Print each of the rows below word for word, with nothing changed.
═════ Exercise materials ═════
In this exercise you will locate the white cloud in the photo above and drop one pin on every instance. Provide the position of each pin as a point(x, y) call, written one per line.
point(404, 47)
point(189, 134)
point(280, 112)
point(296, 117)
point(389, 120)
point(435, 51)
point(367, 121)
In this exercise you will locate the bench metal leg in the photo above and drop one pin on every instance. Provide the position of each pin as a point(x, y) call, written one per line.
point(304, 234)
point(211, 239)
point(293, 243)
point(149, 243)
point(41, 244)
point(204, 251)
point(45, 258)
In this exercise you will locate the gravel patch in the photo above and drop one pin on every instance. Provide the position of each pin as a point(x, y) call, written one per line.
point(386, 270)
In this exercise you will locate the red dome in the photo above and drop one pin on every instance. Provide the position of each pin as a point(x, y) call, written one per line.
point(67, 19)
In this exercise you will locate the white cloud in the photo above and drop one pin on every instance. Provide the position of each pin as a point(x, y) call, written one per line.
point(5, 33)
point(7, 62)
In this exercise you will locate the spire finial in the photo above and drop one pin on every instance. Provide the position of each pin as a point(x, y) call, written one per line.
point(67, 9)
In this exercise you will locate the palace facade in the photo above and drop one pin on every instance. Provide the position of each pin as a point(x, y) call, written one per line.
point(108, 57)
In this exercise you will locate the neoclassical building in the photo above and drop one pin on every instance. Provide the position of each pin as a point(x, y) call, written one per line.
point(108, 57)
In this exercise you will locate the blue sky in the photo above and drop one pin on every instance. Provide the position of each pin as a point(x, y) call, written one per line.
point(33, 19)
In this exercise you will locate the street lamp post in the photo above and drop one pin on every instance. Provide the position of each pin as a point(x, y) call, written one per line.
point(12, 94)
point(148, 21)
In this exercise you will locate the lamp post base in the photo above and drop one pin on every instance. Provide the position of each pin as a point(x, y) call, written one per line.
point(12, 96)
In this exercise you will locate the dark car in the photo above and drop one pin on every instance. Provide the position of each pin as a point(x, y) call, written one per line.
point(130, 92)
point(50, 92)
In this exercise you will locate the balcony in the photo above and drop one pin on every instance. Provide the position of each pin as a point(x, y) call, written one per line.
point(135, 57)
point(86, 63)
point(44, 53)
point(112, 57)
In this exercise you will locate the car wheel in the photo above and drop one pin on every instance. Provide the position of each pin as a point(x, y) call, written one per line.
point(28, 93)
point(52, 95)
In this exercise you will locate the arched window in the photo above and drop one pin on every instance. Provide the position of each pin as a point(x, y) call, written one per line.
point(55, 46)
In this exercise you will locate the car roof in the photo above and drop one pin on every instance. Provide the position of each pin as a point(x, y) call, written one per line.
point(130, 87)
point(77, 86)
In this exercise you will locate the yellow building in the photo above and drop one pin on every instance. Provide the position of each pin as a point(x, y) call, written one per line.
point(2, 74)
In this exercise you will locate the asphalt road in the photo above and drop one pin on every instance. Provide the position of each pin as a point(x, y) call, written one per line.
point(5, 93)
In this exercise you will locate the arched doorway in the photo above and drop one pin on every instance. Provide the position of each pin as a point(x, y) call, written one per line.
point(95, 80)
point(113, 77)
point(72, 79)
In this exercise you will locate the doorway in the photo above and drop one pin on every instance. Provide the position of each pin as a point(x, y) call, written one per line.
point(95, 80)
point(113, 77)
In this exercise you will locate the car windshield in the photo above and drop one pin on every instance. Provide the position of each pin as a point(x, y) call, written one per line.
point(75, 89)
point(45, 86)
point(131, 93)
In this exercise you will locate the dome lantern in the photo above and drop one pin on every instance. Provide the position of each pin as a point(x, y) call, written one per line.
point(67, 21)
═════
Result of the task:
In this exercise you will locate the white cloud in the photo above and drop one pin on every instance. Provide the position of each pin as a point(x, y) call, written one per line.
point(404, 47)
point(189, 134)
point(280, 112)
point(296, 117)
point(389, 120)
point(435, 51)
point(367, 121)
In this exercise you will locate the bench metal leg in the photo above and drop one pin on every instance. Provide the position of each pin as a point(x, y) call, written one per line.
point(304, 234)
point(211, 239)
point(293, 243)
point(149, 243)
point(41, 244)
point(204, 251)
point(45, 258)
In this exercise you will locate the gravel patch in the photo above and drop one pin on every instance. Provide the position of each pin as a point(x, y) call, written one per line.
point(386, 270)
In this exercise you will locate the red dome in the photo above and drop one pin on every instance. Provide the position of each pin as a point(x, y) call, written one per line.
point(67, 19)
In this exercise you will locate the white cloud in the photo above and drop one pin on every instance. Provide the position of each pin as a point(x, y) call, written one per line.
point(5, 33)
point(7, 62)
In this exercise you will locate the spire finial in the photo above and drop one pin on every instance. Provide the position of each pin as a point(x, y) call, written one per line.
point(67, 9)
In this exercise you will locate the palace facade in the photo above and drop one pin on every instance. Provide the position of each pin as a point(x, y) call, written one per line.
point(108, 57)
In this exercise you will locate the neoclassical building in the photo above and drop one pin on every instance. Provide the position of each pin as a point(x, y) call, written one per line.
point(108, 57)
In this exercise you will locate the blue sky in the photo above and drop one pin on every instance. Provide the position of each pin as a point(x, y) call, written one per line.
point(33, 19)
In this exercise you will locate the street lamp post in the photo above and drop one pin on every instance. Provide the position of each pin as a point(x, y) call, written one per line.
point(12, 94)
point(148, 21)
In this exercise you will locate the lamp post base in the photo above and drop one pin on every instance. Provide the position of each pin as a point(x, y) call, written one per line.
point(12, 96)
In this exercise you will locate the dark car in the photo above and drop one pin on every instance. Provide the position of each pin as a point(x, y) call, written one per line.
point(130, 92)
point(50, 92)
In this exercise you will locate the balcony in the photo above and drop one pin on every instance. Provide the position of each pin as a point(x, y) call, written one per line.
point(135, 57)
point(86, 63)
point(44, 53)
point(112, 57)
In this exercise you will locate the car wheel in the photo above and drop one pin on every instance. Provide the position of each pin as a point(x, y) call, written one per line.
point(28, 93)
point(52, 95)
In this exercise you will locate the arched window in the photo above and drop one pin on every instance. Provide the position of each pin as a point(x, y) call, written one per line.
point(55, 46)
In this exercise you will locate the car roof in the photo above and drop one pin on every instance. Provide the position of each pin as a point(x, y) call, written one per line.
point(130, 87)
point(77, 86)
In this exercise you will locate the yellow building in the photo above and drop one pin on every instance. Provide the position of each pin as a point(x, y) call, written one per line.
point(2, 74)
In this exercise you will locate the asphalt road in the photo above and drop one pin on every instance. Provide the position of each pin as a point(x, y) call, written one per line.
point(5, 93)
In this exercise you will locate the arched doorway in the photo above and drop one pin on every instance. Provide the position of each pin as a point(x, y) call, written one per line.
point(95, 80)
point(113, 77)
point(72, 79)
In this exercise you will locate the doorway in the photo above and drop one pin on every instance. Provide the position of each pin as a point(x, y) call, written one per line.
point(95, 80)
point(113, 77)
In this exercise you will locate the car windshield in the photo above and drop one pin on every instance. Provide the position of each pin as a point(x, y) call, written one per line.
point(75, 89)
point(45, 86)
point(131, 93)
In this exercise you will locate the dome lantern in the photo above and drop one pin on every instance. Provide the position of each pin as a point(x, y) call, written one per line.
point(67, 21)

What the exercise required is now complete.